> _EXCERPTED TEXT_:
====

A dedicated teacher and a prolific researcher, Zhou has written books about the social and economic potential of Chinese America, Chinatowns, immigration and community transformation. She has also co-authored books about Vietnamese children adapting to life in the United States, contemporary Asian America and Asian American youth.
Zhou may be best known for her thought-provoking study of New York’s Chinatown. Her research revealed that, despite poverty and a lack of job skills and English proficiency, many new immigrants live in communities that support their economic development and adaptation to their new homeland.
And she disagrees with those who say that immigrants are trapped in their communities, or "enclaves," as she refers to them.
"If you look at ethnic enclaves like Chinatown, you see mobility between the generations," Zhou said. "Many in the first generation stay in their enclaves because they feel if they speak English with an accent, people may not be as patient with them, or they know their cultural interests are different from those outside of the enclave. By the second generation, more than three-quarters of them are fully assimilated, and the intermarriage rate is very high."
Another area of Zhou’s research is based on the theory of "segmented assimilation" that she developed in collaboration with sociologist Alejandro Portes from Princeton.
"While classical assimilation theory expects immigrants to eventually melt into the white, middle-class American mainstream, in segmented assimilation there may be multiple outcomes," Zhou explained. "This includes the classical model, but it may also be that immigrants assimilate into the mainstream without shedding their ethnicity. Or, at the other extreme, they assimilate into the American underclass."
Many of Zhou’s students can identify with their teacher’s struggle to adapt to life in the United States. As a graduate student, she worked in Chinese restaurants, garment shops and a hotel, and cleaned homes. In fact, their many questions about Zhou’s personal journey led her to write "The Accidental Sociologist," which presents her story and highlights her research.

====

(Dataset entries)

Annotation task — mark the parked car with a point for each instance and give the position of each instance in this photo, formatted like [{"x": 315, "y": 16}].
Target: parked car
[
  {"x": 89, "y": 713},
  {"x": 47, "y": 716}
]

====

> _PROBLEM DETAILS_:
According to the excerpted text about Zhou, what led her to write "The Accidental Sociologist"?

> _YOUR SOLUTION_:
Her students' many questions about her personal journey led her to write it.